→ Data listing:
---*---
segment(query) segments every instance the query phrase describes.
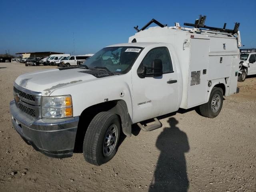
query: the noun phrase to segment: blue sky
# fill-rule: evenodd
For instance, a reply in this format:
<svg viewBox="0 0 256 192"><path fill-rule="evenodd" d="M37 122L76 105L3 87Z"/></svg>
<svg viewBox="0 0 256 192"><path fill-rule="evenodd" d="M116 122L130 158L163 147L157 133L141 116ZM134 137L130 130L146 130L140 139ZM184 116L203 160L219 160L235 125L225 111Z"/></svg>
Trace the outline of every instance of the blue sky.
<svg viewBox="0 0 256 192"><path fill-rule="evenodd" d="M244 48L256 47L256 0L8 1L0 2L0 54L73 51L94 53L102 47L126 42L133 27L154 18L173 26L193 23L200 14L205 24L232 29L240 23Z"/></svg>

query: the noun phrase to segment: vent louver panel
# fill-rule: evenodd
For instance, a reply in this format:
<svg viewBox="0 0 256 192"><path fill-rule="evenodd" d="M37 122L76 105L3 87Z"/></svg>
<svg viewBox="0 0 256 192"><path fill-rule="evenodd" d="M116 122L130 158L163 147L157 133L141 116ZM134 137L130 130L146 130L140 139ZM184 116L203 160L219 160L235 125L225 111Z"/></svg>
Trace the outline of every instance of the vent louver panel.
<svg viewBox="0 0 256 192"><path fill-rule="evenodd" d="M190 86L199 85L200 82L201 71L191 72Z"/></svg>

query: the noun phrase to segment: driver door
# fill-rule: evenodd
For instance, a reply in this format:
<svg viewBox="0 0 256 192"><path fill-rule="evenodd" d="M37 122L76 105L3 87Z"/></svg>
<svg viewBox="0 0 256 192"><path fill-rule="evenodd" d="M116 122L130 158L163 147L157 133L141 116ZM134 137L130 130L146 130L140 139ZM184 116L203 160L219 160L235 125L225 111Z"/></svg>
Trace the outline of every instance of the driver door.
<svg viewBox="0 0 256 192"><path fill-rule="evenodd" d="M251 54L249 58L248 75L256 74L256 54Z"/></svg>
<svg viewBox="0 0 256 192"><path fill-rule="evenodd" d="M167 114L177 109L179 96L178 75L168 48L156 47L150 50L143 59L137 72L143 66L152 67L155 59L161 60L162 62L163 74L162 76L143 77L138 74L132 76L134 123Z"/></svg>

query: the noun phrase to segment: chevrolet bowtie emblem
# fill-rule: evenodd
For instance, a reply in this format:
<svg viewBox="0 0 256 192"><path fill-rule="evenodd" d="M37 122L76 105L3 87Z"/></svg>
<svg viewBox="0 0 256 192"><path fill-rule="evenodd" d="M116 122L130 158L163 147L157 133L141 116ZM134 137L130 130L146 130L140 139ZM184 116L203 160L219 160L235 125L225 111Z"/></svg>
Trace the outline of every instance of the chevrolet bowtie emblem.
---*---
→ Work instructions: Copy every line of the records above word for word, leaving out the pictures.

→ Reply:
segment(query) segments every instance the query phrase describes.
query: the noun phrase to segment: blue sky
# fill-rule: evenodd
For instance, a reply in this format:
<svg viewBox="0 0 256 192"><path fill-rule="evenodd" d="M37 122L76 105L3 87Z"/></svg>
<svg viewBox="0 0 256 192"><path fill-rule="evenodd" d="M116 122L130 158L163 147L157 133L141 116ZM134 137L130 130L146 130L140 139ZM184 116L203 160L219 160L235 125L225 111Z"/></svg>
Trace the outline of every instance of the blue sky.
<svg viewBox="0 0 256 192"><path fill-rule="evenodd" d="M244 48L256 47L256 0L8 1L0 2L0 54L73 51L94 53L102 47L126 42L133 27L154 18L173 26L193 23L200 14L205 24L232 29L240 23Z"/></svg>

query: the noun phrase to segment: vent louver panel
# fill-rule: evenodd
For instance, a reply in this format:
<svg viewBox="0 0 256 192"><path fill-rule="evenodd" d="M37 122L76 105L3 87Z"/></svg>
<svg viewBox="0 0 256 192"><path fill-rule="evenodd" d="M116 122L130 158L163 147L157 133L141 116ZM134 137L130 130L146 130L140 139ZM184 116L203 160L219 160L235 125L225 111Z"/></svg>
Trace the outline of every instance of the vent louver panel.
<svg viewBox="0 0 256 192"><path fill-rule="evenodd" d="M190 86L199 85L200 82L201 71L191 72Z"/></svg>

query: the noun phrase to segment: driver door
# fill-rule: evenodd
For instance, a reply in this format:
<svg viewBox="0 0 256 192"><path fill-rule="evenodd" d="M37 122L76 105L3 87Z"/></svg>
<svg viewBox="0 0 256 192"><path fill-rule="evenodd" d="M116 122L130 158L163 147L157 133L141 116ZM134 137L130 130L146 130L140 139ZM184 116L203 160L219 160L235 125L225 111Z"/></svg>
Trace the outline of every instance of the driver door.
<svg viewBox="0 0 256 192"><path fill-rule="evenodd" d="M251 54L249 58L248 75L256 74L256 54Z"/></svg>
<svg viewBox="0 0 256 192"><path fill-rule="evenodd" d="M167 114L177 109L179 96L178 75L168 48L156 47L150 50L143 59L137 72L143 66L152 67L155 59L161 60L162 62L163 74L162 76L143 77L138 74L132 76L134 123Z"/></svg>

query: the noun phrase to segment: chevrolet bowtie emblem
# fill-rule: evenodd
For instance, a reply in this format:
<svg viewBox="0 0 256 192"><path fill-rule="evenodd" d="M37 122L76 105L3 87Z"/></svg>
<svg viewBox="0 0 256 192"><path fill-rule="evenodd" d="M116 122L130 158L163 147L157 133L141 116ZM134 137L130 130L146 130L140 139ZM184 116L203 160L219 160L235 125L225 111Z"/></svg>
Trace the outline of every instance of the chevrolet bowtie emblem.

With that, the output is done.